------ KUTIPAN PILIHAN ------

Yang membacakannya Abu Bakar Ba’asyir, disebut sebagai “Amir” Majelis Mujahidin Indonesia, yang pernah dihukum karena terlibat aksi terorisme. Yang bikin statemen Rizieq Shihab, Ketua Front Pembela Islam, yang sedang dalam tahanan polisi dan hari itu dikunjungi sang Amir.

Dari kejadian itu jelas: mencerca Presiden dapat dilakukan dengan gampang. Suara itu tak membuat kedua orang itu ditangkap, dijebloskan ke dalam sel pengap, atau dipancung.

Sebab ini bukan Arab Saudi, wahai Saudara Shihab dan Ba’asyir! Ini bukan Turki abad ke-17, bukan pula Jawa zaman Amangkurat! Ini Indonesia tahun 2008.

Di tanah air ini, seperti Saudara alami sendiri, seorang tahanan boleh dikunjungi ramai-ramai, dipotret, didampingi pembela, tak dianggap bersalah sebelum hakim tertinggi memutuskan, dapat kesempatan membuat maklumat, bahkan mengecam Kepala Negara.

Di negeri ini proses keadilan secara formal dilakukan dengan hati-hati--karena para polisi, jaksa, dan hakim diharuskan berendah hati dan beradab. Berendah hati: mereka secara bersama atau masing-masing tak boleh meletakkan diri sebagai yang mahatahu dan mahaadil. Beradab: karena dengan kerendahan hati itu, orang yang tertuduh tetap diakui haknya untuk membela diri; ia bukan hewan untuk korban.

Keadilan adalah hal yang mulia, Saudara Shihab dan Ba’asyir, sebab itu pelik. Ia tak bisa digampangkan. Ia tak bisa diserahkan mutlak kepada hakim, jaksa, polisi--juga tak bisa digantungkan kepada kadi, majelis ulama, Ketua FPI, atau amir yang mana pun. Keadilan yang sebenarnya tak di tangan manusia.

------ DATA YANG DISEDIAKAN ------

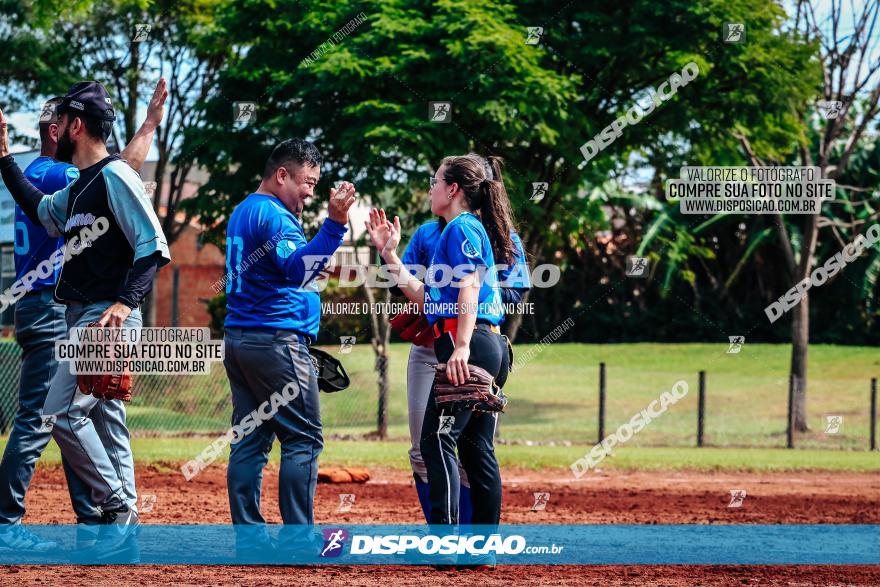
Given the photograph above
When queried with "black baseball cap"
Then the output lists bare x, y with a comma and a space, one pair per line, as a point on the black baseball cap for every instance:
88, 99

------

* **SOAL LATIHAN**:
1. Apa jabatan Rizieq Shihab menurut kutipan?
2. Teruskan kutipan tentang keadilan di Indonesia di atas, dimulai sesudah kalimat terakhirnya.

* **JAWABAN TIAP SOAL**:
1. Rizieq Shihab adalah Ketua Front Pembela Islam.

2.
Itulah yang tersirat dalam iman. Kita percaya kepada Tuhan: kita percaya kepada yang tak alang kepalang jauhnya di atas kita. Ia Yang Maha Sempurna yang kita ingin dekati tapi tak dapat kita capai dan samai. Dengan kata lain, iman adalah kerinduan yang mengakui keterbatasan diri. Iman membentuk, dan dibentuk, sebuah etika kedaifan.

Di negeri dengan 220 juta orang ini, dengan perbedaan yang tak tepermanai di 17 ribu pulau ini, tak ada sikap yang lebih tepat ketimbang bertolak dari kesadaran bahwa kita daif. Kemampuan kita untuk membuat 220 juta orang tanpa konflik sangat terbatas. Maka amat penting untuk punya cara terbaik mengelola sengketa.

Harus diakui (dan pengakuan ini penting), tak jarang kita gagal. Saya baca sebuah siaran pers yang beredar pada Jumat kemarin, yang disusun oleh orang-orang Indonesia yang prihatin: ”… ternyata, sejarah Indonesia tidak bebas dari konflik dengan kekerasan. Sejarah kita menyaksikan pemberontakan Darul Islam sejak Indonesia berdiri sampai dengan pertengahan 1960-an. Sejarah kita menanggungkan pembantaian 1965, kekerasan Mei 1998, konflik antargolongan di Poso dan Maluku, tindakan bersenjata di Aceh dan Papua, sampai dengan pembunuhan atas pejuang hak asasi manusia, Munir.”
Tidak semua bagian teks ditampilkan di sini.